▶ Exercise aim
Go through the records and give each one again exactly, omitting the images.

== Segment start ==

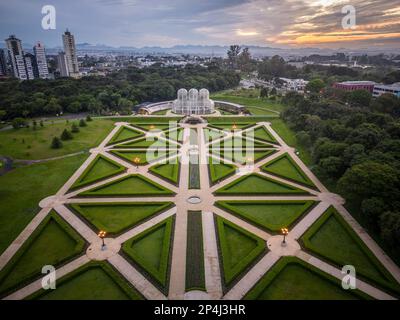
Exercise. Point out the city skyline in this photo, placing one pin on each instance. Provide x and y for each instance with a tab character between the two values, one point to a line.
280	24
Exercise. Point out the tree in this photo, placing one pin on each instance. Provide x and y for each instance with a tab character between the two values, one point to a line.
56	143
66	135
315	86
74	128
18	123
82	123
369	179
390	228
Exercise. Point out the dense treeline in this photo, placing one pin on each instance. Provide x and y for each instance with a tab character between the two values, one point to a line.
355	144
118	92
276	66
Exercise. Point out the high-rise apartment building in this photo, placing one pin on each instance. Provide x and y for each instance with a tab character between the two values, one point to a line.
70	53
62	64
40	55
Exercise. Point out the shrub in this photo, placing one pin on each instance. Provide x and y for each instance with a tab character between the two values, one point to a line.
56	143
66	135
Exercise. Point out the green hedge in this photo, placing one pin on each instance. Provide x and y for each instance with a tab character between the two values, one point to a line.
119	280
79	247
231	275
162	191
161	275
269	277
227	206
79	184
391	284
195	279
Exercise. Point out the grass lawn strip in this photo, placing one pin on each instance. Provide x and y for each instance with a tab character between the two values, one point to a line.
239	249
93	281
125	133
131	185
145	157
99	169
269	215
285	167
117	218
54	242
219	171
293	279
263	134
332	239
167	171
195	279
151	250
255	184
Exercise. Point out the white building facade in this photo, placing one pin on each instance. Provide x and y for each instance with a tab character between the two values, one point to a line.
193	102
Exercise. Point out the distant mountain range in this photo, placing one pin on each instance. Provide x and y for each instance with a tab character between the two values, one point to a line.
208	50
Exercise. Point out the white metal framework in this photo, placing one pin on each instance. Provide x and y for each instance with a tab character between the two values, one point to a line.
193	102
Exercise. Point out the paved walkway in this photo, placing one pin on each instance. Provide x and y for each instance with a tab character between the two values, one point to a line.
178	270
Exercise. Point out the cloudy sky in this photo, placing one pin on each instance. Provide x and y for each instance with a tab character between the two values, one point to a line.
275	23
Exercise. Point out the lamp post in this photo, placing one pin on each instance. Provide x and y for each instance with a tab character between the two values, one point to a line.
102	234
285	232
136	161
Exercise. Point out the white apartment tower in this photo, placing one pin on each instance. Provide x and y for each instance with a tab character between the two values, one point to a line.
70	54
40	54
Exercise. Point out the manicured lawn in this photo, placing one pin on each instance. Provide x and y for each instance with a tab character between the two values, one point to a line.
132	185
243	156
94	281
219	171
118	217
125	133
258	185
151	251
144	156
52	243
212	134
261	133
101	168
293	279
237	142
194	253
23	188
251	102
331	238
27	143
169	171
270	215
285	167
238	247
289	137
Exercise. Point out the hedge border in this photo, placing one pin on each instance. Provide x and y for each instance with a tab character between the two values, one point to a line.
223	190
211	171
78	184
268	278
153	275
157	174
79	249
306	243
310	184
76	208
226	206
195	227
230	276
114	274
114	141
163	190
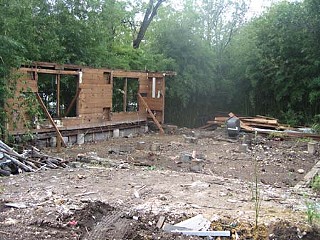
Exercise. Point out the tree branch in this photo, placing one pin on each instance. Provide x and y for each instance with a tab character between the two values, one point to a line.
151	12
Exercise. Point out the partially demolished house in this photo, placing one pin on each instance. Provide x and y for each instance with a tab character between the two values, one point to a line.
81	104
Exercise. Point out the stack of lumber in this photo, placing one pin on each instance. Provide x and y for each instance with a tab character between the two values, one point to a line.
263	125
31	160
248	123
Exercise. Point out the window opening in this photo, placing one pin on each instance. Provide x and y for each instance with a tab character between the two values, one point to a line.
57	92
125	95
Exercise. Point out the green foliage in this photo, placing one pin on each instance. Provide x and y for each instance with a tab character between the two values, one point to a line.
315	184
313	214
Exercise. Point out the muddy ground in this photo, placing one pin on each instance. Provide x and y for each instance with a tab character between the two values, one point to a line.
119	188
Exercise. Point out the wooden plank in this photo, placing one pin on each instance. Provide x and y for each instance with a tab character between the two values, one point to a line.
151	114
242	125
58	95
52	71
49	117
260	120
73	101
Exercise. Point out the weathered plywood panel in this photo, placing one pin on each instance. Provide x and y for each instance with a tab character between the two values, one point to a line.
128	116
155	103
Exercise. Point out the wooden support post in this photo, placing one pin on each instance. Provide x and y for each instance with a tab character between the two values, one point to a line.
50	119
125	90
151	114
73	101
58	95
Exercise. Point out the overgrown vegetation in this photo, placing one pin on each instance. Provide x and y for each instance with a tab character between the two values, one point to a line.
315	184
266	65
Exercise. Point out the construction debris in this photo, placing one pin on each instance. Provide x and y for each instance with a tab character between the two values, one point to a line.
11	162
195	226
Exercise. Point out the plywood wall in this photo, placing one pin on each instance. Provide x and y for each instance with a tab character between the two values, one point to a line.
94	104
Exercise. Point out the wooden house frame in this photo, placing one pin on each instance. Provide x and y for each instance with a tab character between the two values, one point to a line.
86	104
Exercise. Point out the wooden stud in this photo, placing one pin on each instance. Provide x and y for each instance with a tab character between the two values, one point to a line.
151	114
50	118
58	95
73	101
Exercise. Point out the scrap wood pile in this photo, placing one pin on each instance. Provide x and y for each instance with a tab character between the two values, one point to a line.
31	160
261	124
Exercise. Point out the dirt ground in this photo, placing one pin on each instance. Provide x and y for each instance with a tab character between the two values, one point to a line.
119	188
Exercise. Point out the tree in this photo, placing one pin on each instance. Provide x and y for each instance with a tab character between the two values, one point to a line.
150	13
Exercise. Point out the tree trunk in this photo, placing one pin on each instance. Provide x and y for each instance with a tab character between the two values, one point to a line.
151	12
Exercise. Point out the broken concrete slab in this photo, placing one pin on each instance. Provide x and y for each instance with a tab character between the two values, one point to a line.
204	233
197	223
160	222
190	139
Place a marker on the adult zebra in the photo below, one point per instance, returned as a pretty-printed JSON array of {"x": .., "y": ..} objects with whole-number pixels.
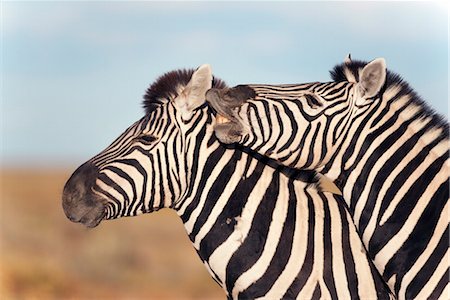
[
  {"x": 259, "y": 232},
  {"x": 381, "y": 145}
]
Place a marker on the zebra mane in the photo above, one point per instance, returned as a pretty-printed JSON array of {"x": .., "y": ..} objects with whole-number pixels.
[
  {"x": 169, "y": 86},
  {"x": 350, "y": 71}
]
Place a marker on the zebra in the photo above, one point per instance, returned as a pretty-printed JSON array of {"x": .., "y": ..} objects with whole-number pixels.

== Segment end ==

▶ Written reply
Exercise. Point out the city skyline in this photo, placing one pin on each instance. Provide x and y for each instance with a tab character between the two values, one point to a line.
280	24
Exercise. Point out the tree in this photo, placing one pin on each instance. Provide x and y for each instance with a tab character between the two values, one point to a line.
56	143
66	135
315	86
74	128
18	123
82	123
369	179
390	228
Exercise. Point out the dense treeline in this photo, placing one pin on each instance. Provide x and y for each instance with a tab character between the two values, one point to a line.
355	144
118	92
276	66
Exercise. Point out the high-rise apartment building in this photo, placing one pin on each instance. Provide x and y for each instance with a tab character between the two values, one point to a line.
70	53
62	64
40	55
Exercise. Point out the shrub in this photo, placing one pin on each instance. Provide x and y for each instance with a tab character between the two values, one point to a line.
56	143
66	135
Exercise. Point out the green hedge in this photo, placing one pin on each instance. Provide x and y for each instance with a tab character between the two values, one point to a line.
119	280
79	247
231	275
162	191
161	275
269	277
227	206
79	184
391	284
195	279
Exercise. Point out the grass lawn strip in this photo, placing one pin on each instance. Provide x and y for each instance with a tab character between the two values, one point to a line.
239	249
93	281
125	133
131	185
145	157
99	169
269	215
285	167
117	218
54	242
219	171
293	279
263	134
332	239
167	171
195	279
151	250
255	184
Exercise. Point out the white building facade in this photo, placing one pin on each instance. Provide x and y for each instance with a tab character between the two values, one point to a line.
193	102
Exercise. Point out the distant mountain range in this photo, placing one pin on each instance. Provide x and y for each instance with a tab character between the two values, one point to a line.
208	50
Exercise. Point out the white metal framework in this photo, placing one pin on each instance. Provide x and y for each instance with a tab character between the two values, one point to a line.
193	102
Exercise. Point out the paved walkway in this photo, placing one pin on each instance. Provide x and y for each instance with a tab character between the two values, one point to a line.
178	270
Exercise. Point out the cloudy sky in this photo, placing one pin on each instance. Provide x and y for each instance with a tab character between the two values, one point to a line.
275	23
Exercise. Point out the lamp post in this photo, placing one pin on each instance. Provide x and y for each instance with a tab character between the two values, one point to a line.
102	234
285	232
136	161
Exercise. Point out the white apartment tower in this photo, placing one pin on each instance. Provide x and y for each instance with a tab character between the two values, one point to a line.
70	54
40	54
Exercise. Point out the manicured lawn in this photo, placing one pin on each instance. Provide x and y for each instance with a tab character between the two values, one point to a line.
132	185
243	156
94	281
219	171
118	217
125	133
258	185
151	251
144	156
52	243
212	134
261	133
101	168
293	279
237	142
194	253
23	188
251	102
331	238
27	143
169	171
270	215
285	167
238	247
289	137
Exercise. Point out the hedge border in this photo, placing one pin on each instance. Provide x and y for each instance with a tab character between the two values, one point to a line.
223	190
211	171
78	184
268	278
153	275
157	174
79	249
306	243
310	184
76	208
226	206
195	227
230	276
114	274
114	141
163	190
Exercise. Point out the tree branch in this photo, placing one pin on each instance. Provide x and y for each instance with a tab character between the two values, one point to a line.
151	12
Exercise. Point out the partially demolished house in this photo, placing one pin on each instance. Provide x and y for each instance with a tab character between the two values, one point to a line.
81	104
Exercise. Point out the stack of lumber in this photo, placing one pin on each instance. Provide x and y for each instance with a tab character between the two values, one point to a line.
263	125
31	160
248	123
Exercise. Point out the window opening in this photo, placing one pin on each instance. Provide x and y for each instance with a tab character between the two values, one point to a line.
57	92
125	95
Exercise. Point out the green foliage in this photo, placing one pin on each instance. Provide x and y for each instance with a tab character between the two values, one point to a line.
315	184
313	214
Exercise. Point out the muddy ground in this photo, placing one pin on each instance. Provide x and y for each instance with a tab character between the two values, one point to a line.
119	188
Exercise. Point out the wooden plank in this photo, placing one pin on each instance. Provide x and y for each instance with a tab character between the two values, one point to a line.
151	114
242	125
58	95
52	71
49	117
260	120
73	101
Exercise. Point out the weathered plywood panel in this photo, placing one pin on each instance. Provide x and y for each instance with a tab character between the two values, one point to a line.
128	116
155	103
Exercise. Point out the wooden support post in this photo, placing one pin on each instance. Provide x and y for each instance with a tab character between the two values, one point to a line.
50	119
125	90
151	114
73	101
58	95
Exercise. Point out the overgrown vegetation in this photo, placing one pin on each instance. Provide x and y for each instance with a tab character between the two values, one point to a line.
315	184
266	65
Exercise. Point out the construction debris in this photo, placing one pin on each instance. Provide x and y for each instance with a tab character between the two values, one point to a line.
11	162
195	226
Exercise. Point out the plywood wall in this photo, placing one pin on each instance. Provide x and y for each instance with a tab character between the two values, one point to a line.
94	104
Exercise. Point out the wooden house frame in this photo, placing one pin on each instance. Provide x and y for each instance with a tab character between the two values, one point to a line.
86	104
Exercise. Point out the wooden stud in this photo, placing one pin on each instance. Provide x and y for each instance with a tab character between the two values, one point to a line.
151	114
50	118
58	95
73	101
Exercise. Point out the scrap wood pile in this photo, placing one pin on each instance. Provide x and y for each instance with a tab character between the two values, one point to a line.
31	160
261	124
Exercise. Point out the dirt ground in this photo, placing one pin on each instance. Provide x and y for each instance with a tab character between the two values, one point to a line.
119	188
Exercise. Point out the tree in this photo, placing one pin on each instance. Provide x and y for each instance with a tab character between the two values, one point to a line.
150	13
Exercise. Point out the tree trunk in this photo, placing one pin on each instance. Provide x and y for each instance with a tab character between the two values, one point to a line.
151	12
Exercise. Point out the broken concrete slab in this photo, placing one pin on each instance. Provide x and y for each instance with a tab character between the two values, one point to a line.
204	233
197	223
160	222
190	139
Place a marker on the adult zebra in the photo below, one point per instance, returned as a pretty-printed JSON array of {"x": .., "y": ..} objects with whole-number pixels.
[
  {"x": 259, "y": 232},
  {"x": 381, "y": 145}
]
Place a marker on the zebra mane in the photo above, one point per instance, returned as a pretty-printed JSON array of {"x": .., "y": ..} objects with whole-number pixels.
[
  {"x": 169, "y": 86},
  {"x": 350, "y": 71}
]
Place a marker on the zebra in the photo above, one point per instance, returned as a pretty-printed JSON array of {"x": .., "y": ..} objects with whole-number pixels.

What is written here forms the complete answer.